» RECORDS PROVIDED
○ ○ ○ ○ ○

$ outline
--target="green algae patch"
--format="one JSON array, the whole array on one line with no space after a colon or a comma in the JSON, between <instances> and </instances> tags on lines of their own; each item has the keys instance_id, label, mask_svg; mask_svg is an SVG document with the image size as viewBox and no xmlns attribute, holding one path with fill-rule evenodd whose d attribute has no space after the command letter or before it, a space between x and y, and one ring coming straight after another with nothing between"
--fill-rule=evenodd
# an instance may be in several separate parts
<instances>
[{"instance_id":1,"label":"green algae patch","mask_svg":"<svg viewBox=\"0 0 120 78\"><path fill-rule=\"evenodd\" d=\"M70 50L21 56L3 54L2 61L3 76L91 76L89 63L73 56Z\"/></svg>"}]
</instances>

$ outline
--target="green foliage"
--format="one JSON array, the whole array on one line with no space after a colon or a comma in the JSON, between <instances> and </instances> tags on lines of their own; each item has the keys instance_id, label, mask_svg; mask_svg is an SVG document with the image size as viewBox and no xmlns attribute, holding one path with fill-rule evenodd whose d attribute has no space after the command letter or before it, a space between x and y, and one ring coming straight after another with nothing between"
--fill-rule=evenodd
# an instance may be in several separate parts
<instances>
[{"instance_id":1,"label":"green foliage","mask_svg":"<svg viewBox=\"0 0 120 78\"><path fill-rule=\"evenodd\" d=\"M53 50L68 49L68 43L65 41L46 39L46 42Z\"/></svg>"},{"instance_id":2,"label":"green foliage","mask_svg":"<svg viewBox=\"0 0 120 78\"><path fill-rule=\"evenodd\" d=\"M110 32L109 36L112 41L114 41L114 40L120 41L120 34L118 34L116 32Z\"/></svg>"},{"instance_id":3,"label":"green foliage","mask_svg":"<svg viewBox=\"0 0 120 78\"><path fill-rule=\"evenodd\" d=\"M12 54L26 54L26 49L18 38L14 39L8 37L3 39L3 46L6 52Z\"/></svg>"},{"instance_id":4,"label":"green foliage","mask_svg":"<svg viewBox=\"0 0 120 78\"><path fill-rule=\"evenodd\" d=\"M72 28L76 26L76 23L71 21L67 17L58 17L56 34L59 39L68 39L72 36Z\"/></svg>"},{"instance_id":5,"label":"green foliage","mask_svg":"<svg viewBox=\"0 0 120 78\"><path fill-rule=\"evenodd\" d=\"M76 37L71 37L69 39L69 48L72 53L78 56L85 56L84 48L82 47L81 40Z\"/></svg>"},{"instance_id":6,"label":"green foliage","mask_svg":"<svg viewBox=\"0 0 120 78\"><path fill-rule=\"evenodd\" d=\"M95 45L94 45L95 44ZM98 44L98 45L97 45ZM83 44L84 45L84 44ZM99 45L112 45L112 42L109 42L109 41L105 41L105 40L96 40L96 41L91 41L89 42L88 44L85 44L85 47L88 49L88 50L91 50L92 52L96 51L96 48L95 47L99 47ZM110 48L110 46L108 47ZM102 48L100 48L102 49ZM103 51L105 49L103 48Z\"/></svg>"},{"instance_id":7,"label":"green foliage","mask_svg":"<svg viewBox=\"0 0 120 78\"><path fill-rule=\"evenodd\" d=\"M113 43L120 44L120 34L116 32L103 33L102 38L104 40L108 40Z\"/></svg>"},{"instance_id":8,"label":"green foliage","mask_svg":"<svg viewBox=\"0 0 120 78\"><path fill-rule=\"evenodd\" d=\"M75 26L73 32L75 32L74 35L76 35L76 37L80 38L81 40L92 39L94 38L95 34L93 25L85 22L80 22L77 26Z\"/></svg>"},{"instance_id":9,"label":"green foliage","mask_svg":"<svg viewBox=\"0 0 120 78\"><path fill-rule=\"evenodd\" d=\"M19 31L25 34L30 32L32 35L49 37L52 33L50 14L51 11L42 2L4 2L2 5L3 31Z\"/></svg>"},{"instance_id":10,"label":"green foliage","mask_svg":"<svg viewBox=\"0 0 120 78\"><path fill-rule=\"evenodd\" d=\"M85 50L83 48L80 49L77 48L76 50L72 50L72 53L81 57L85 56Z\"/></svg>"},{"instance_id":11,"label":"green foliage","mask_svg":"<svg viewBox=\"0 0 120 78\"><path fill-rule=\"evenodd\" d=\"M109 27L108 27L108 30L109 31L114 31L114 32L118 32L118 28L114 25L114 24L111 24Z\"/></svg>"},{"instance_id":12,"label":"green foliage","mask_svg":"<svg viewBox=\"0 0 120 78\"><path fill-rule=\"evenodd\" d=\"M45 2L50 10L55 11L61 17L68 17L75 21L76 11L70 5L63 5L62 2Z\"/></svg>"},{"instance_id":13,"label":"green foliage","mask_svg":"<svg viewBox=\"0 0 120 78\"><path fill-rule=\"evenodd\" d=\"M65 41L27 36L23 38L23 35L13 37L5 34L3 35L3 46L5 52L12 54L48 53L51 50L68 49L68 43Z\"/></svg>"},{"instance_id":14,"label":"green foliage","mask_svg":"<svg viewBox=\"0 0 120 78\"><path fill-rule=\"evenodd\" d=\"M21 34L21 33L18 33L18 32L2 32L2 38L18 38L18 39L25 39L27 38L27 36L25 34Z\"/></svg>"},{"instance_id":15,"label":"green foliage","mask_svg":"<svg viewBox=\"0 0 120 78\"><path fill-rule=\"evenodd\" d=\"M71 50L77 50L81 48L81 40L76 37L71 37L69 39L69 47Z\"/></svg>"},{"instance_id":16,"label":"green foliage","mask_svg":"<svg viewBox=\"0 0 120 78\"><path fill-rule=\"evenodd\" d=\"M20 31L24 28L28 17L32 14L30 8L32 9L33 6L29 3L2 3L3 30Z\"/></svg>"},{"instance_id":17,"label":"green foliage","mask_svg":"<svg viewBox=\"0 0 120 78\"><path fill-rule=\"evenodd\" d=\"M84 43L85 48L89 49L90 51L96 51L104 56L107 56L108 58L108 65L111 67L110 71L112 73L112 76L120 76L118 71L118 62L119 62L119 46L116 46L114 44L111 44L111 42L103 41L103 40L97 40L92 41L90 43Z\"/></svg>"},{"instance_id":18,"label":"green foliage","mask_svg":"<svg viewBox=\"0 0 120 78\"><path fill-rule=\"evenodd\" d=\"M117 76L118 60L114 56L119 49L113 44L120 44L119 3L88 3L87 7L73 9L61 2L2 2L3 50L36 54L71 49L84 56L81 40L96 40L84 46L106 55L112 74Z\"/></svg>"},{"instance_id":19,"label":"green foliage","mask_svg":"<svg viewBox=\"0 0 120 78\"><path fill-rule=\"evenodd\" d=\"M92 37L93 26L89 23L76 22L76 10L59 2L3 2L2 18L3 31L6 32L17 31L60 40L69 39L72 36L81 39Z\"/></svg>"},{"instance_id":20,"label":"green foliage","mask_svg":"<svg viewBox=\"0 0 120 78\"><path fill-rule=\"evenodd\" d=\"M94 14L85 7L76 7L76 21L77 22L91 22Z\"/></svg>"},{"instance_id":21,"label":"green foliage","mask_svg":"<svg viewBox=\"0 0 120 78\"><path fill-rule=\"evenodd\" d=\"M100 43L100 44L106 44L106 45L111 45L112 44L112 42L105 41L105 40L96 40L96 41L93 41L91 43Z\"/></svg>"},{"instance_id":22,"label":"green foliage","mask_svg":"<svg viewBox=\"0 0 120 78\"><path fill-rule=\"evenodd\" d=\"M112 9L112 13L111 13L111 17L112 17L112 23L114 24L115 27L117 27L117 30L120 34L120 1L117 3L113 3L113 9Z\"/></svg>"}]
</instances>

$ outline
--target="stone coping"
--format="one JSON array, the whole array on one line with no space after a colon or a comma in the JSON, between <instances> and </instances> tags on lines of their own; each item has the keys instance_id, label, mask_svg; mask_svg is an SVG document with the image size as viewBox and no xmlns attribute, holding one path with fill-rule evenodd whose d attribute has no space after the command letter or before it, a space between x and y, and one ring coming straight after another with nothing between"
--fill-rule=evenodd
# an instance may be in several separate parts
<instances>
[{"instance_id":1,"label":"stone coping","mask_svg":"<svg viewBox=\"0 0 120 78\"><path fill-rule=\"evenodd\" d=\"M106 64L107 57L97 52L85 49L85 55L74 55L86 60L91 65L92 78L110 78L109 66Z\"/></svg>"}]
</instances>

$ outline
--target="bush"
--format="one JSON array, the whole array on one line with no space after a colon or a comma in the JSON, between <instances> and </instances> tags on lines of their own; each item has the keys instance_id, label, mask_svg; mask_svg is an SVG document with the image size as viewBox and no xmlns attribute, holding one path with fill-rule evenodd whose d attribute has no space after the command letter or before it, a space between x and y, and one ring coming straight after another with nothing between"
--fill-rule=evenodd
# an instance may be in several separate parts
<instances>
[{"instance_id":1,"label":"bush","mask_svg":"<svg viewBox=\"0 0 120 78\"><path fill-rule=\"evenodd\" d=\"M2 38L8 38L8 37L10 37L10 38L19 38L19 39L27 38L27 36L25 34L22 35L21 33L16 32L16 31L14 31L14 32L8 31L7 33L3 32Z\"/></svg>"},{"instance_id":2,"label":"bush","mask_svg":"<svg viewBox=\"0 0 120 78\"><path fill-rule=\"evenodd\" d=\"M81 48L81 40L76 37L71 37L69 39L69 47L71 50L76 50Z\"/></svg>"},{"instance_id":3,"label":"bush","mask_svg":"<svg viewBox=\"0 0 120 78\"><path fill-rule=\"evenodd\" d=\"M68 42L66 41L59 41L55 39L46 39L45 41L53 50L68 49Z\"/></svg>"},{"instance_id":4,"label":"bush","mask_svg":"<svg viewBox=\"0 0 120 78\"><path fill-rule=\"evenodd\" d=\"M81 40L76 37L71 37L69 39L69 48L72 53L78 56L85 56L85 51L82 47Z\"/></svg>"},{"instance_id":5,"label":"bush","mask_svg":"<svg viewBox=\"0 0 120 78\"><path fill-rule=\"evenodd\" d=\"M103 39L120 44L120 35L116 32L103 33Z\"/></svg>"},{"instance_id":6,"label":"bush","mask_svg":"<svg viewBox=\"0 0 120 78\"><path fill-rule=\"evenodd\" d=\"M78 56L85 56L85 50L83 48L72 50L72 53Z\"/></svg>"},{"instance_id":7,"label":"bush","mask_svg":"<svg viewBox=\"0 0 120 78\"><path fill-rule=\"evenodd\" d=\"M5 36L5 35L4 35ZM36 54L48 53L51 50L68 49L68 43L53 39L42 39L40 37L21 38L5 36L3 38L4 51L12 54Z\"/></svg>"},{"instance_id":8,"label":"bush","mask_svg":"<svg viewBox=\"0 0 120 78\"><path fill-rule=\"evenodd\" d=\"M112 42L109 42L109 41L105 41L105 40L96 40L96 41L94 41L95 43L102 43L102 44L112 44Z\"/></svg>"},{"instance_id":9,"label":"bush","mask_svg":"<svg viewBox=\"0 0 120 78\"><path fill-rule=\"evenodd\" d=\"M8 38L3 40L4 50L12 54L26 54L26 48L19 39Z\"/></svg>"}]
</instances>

○ ○ ○ ○ ○

» ASSIGNMENT
Please count the lines above that contain the string "target" and reply with the number alone.

» RESPONSE AREA
4